Start of EXERCISE MATERIALS
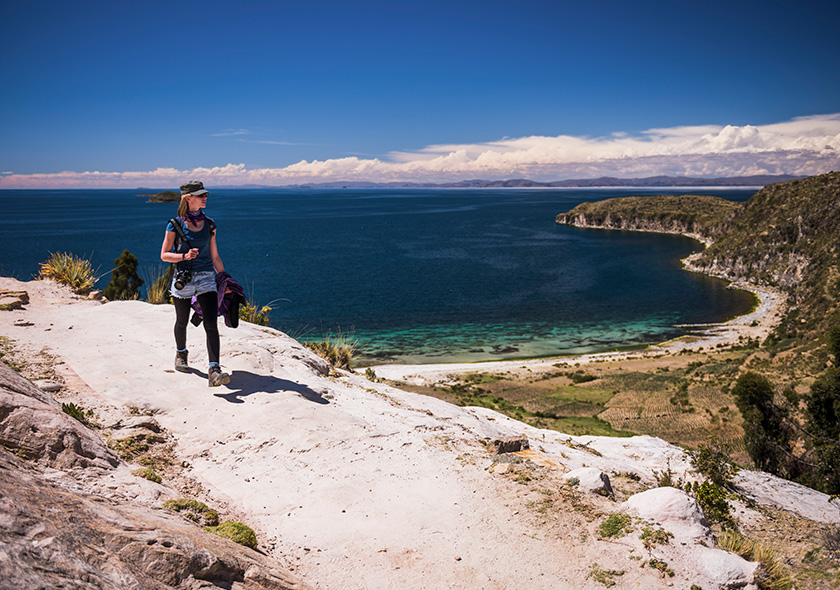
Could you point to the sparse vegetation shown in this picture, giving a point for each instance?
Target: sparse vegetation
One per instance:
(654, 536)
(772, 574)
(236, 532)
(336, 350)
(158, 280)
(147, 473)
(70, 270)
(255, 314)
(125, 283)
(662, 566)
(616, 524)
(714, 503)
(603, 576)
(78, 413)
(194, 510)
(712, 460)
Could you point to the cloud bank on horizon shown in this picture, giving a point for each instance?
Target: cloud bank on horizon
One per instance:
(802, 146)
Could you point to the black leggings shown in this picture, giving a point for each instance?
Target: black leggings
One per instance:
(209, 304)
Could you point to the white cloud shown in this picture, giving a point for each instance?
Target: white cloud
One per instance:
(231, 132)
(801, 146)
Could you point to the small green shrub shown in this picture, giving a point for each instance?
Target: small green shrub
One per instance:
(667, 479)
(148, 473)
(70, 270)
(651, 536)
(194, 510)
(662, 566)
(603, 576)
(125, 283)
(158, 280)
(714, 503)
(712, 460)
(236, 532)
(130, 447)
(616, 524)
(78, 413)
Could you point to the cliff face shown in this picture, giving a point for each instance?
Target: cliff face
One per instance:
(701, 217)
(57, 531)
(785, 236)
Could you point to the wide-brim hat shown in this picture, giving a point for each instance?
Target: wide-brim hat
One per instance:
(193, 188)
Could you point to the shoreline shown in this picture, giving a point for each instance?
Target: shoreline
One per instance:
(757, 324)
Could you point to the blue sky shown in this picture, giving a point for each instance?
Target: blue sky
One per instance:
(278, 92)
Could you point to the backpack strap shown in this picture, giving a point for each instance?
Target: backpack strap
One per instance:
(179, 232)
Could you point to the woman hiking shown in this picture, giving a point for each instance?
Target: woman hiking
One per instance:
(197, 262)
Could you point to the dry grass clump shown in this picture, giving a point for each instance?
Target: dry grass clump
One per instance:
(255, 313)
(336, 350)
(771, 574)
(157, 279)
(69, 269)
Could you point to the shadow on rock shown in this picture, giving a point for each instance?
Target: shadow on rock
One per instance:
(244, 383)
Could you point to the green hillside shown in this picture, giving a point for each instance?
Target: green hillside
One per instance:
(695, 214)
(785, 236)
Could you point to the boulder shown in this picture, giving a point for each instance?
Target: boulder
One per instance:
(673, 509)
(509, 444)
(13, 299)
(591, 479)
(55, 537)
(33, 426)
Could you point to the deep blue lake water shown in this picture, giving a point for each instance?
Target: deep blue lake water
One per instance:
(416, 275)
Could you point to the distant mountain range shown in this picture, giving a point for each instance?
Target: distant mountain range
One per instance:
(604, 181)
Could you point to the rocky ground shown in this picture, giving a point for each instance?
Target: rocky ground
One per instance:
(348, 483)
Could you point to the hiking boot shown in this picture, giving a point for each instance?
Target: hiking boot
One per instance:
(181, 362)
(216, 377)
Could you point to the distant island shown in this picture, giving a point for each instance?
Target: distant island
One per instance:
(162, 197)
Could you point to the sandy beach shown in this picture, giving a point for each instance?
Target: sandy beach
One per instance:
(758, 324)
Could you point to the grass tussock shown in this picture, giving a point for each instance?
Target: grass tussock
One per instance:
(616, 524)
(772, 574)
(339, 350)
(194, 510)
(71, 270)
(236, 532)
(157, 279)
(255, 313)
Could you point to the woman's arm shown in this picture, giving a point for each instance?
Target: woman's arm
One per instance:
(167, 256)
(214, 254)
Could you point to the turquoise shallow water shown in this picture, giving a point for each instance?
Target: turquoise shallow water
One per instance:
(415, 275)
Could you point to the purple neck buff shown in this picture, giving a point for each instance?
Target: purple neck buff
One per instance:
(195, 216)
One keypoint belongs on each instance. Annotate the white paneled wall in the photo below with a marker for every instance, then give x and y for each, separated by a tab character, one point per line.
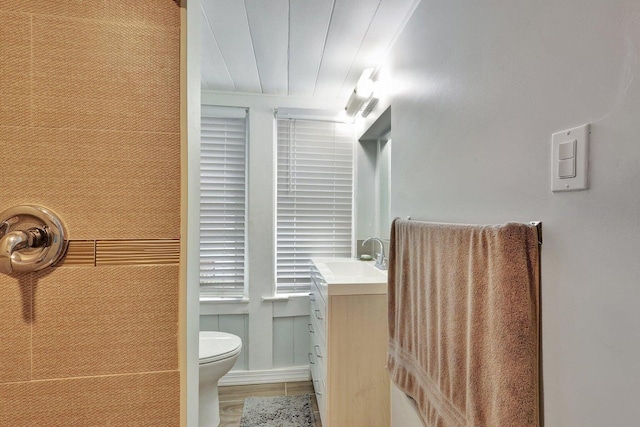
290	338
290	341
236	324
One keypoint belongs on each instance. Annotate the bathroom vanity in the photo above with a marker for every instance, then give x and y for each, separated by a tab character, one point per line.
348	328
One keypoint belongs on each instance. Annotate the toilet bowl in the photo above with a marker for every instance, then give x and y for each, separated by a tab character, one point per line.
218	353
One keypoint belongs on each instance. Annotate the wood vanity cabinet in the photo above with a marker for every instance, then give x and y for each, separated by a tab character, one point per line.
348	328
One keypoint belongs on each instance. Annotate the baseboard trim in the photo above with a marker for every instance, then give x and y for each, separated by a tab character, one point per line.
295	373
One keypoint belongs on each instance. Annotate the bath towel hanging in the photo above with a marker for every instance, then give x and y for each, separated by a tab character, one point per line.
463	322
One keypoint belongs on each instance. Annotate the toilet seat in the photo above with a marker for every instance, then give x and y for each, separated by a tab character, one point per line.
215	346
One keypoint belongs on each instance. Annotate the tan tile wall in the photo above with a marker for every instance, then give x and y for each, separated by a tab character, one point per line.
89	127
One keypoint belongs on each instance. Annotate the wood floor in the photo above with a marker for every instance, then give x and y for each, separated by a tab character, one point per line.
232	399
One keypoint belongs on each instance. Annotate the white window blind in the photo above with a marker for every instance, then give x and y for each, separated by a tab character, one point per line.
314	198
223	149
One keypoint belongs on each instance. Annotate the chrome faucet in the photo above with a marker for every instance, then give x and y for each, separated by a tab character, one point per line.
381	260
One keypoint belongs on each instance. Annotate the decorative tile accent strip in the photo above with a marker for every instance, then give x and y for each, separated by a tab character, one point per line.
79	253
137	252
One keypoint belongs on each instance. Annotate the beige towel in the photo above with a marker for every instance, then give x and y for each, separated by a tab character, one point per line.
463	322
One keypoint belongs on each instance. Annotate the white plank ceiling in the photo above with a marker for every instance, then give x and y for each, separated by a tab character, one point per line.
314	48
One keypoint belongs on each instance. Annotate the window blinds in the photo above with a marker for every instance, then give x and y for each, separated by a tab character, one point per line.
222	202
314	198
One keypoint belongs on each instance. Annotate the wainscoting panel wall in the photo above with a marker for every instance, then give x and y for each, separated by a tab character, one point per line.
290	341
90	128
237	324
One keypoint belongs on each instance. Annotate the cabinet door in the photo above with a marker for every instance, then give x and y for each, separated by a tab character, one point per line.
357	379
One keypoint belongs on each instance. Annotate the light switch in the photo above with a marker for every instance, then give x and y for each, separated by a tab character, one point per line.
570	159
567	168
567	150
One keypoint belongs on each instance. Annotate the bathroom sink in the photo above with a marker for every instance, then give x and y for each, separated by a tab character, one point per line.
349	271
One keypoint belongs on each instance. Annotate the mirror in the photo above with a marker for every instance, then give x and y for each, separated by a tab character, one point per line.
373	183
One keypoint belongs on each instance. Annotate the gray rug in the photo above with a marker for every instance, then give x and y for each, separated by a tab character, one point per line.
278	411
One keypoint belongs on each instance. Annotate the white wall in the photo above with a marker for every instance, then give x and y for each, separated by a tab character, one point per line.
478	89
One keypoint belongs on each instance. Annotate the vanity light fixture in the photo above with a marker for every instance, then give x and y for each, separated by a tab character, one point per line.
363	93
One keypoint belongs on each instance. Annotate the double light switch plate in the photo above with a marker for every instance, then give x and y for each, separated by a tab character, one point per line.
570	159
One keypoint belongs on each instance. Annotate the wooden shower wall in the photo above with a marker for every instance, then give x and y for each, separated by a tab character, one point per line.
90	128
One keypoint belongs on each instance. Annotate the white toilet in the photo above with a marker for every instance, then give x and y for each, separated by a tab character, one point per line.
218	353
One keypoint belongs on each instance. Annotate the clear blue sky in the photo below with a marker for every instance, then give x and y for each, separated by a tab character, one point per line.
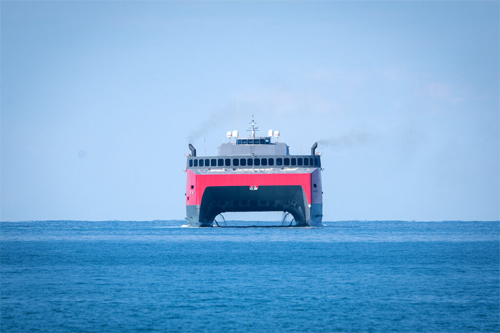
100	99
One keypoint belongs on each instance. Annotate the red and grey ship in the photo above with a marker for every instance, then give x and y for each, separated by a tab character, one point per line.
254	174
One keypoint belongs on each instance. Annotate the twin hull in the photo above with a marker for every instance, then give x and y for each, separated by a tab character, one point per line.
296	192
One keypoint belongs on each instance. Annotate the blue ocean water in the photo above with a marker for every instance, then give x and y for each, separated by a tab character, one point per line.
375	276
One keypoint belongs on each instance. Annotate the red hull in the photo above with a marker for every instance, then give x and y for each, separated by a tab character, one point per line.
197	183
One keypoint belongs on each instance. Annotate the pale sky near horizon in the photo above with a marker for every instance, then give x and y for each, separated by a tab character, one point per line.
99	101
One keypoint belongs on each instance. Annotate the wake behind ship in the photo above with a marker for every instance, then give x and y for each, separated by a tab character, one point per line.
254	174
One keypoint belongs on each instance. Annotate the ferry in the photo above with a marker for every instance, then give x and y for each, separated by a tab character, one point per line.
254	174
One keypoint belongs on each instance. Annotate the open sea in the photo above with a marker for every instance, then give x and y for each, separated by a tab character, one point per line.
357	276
End of EXERCISE MATERIALS
Start of EXERCISE MATERIALS
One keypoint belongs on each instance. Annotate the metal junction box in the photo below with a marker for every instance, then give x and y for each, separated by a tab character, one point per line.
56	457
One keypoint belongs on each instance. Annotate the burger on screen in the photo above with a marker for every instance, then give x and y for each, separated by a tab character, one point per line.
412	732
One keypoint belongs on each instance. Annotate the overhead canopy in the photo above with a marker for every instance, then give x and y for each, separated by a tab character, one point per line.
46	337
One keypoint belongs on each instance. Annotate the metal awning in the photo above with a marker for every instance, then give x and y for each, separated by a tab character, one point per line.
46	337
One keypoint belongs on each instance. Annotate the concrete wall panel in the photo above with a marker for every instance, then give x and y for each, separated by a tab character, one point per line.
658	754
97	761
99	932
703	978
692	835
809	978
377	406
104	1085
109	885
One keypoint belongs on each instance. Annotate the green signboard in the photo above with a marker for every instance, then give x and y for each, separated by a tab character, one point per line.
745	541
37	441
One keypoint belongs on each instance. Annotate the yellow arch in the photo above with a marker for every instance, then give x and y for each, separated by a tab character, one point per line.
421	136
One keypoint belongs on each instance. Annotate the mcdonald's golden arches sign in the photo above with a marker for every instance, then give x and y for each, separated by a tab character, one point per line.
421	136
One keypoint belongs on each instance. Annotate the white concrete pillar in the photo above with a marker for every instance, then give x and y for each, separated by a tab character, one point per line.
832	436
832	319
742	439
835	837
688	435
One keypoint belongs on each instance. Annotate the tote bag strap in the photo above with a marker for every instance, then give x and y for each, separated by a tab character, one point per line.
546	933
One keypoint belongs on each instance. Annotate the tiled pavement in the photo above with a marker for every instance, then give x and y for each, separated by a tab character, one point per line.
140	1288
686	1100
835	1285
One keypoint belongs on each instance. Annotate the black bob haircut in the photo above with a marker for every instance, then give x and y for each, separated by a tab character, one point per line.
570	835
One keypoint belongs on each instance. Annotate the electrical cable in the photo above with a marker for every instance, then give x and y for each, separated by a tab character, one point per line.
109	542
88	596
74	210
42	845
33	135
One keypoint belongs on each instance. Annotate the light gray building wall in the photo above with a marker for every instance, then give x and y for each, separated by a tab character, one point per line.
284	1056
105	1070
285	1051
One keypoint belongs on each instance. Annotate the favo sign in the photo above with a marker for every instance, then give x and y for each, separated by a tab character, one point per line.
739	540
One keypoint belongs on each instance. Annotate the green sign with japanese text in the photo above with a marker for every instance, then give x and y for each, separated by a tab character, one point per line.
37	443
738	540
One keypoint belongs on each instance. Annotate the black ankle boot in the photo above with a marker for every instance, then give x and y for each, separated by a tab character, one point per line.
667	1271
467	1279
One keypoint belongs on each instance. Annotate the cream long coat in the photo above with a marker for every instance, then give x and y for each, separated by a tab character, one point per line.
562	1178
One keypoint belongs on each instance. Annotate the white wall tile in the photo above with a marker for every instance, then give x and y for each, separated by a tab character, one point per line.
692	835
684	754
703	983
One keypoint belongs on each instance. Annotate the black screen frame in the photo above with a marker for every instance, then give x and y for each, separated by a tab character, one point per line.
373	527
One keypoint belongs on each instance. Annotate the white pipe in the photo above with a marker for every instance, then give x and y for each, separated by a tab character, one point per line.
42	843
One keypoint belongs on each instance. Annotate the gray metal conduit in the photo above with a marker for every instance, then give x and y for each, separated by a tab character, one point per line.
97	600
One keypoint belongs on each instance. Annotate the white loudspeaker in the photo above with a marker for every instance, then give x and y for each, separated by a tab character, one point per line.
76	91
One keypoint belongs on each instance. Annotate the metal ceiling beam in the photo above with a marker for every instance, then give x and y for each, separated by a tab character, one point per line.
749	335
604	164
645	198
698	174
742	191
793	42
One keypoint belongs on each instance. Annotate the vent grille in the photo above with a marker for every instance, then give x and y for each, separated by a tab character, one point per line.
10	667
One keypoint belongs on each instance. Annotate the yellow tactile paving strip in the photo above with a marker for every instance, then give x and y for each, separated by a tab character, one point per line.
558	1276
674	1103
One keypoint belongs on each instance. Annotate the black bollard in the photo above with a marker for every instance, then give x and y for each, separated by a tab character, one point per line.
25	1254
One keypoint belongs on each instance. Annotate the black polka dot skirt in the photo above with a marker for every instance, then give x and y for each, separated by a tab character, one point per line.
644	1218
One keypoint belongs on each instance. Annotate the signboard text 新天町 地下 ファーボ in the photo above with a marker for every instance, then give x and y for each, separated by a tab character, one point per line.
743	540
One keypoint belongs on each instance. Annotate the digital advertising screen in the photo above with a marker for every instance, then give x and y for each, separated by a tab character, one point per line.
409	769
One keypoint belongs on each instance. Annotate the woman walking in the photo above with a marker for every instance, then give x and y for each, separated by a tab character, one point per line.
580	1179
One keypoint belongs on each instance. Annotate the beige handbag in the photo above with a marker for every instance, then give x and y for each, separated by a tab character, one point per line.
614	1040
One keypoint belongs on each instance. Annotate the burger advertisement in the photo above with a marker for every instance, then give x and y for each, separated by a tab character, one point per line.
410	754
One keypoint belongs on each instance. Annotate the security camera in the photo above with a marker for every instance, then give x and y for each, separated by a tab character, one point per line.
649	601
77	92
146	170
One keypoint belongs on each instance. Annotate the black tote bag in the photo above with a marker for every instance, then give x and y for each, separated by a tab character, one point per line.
End of EXERCISE MATERIALS
*WHAT YOU ARE ASKED TO DO*
Here the output must be the lines above from the line with "Could you point to the sparse" to the line with "Could you point to the black", both included, duplicated word for word and nothing else.

*TASK ANSWER*
Could you point to the sparse vegetation shown in this picture, giving a point for each instance?
Target: sparse vegetation
One per instance:
(654, 536)
(772, 574)
(236, 532)
(336, 350)
(158, 280)
(147, 473)
(70, 270)
(255, 314)
(125, 283)
(662, 566)
(616, 524)
(714, 503)
(603, 576)
(78, 413)
(194, 510)
(712, 460)
Could you point to the cloud bank on horizon shown in this picture, giving a point for each instance?
Target: cloud bank on horizon
One per instance:
(802, 146)
Could you point to the black leggings shown in this picture, giving a point for each instance?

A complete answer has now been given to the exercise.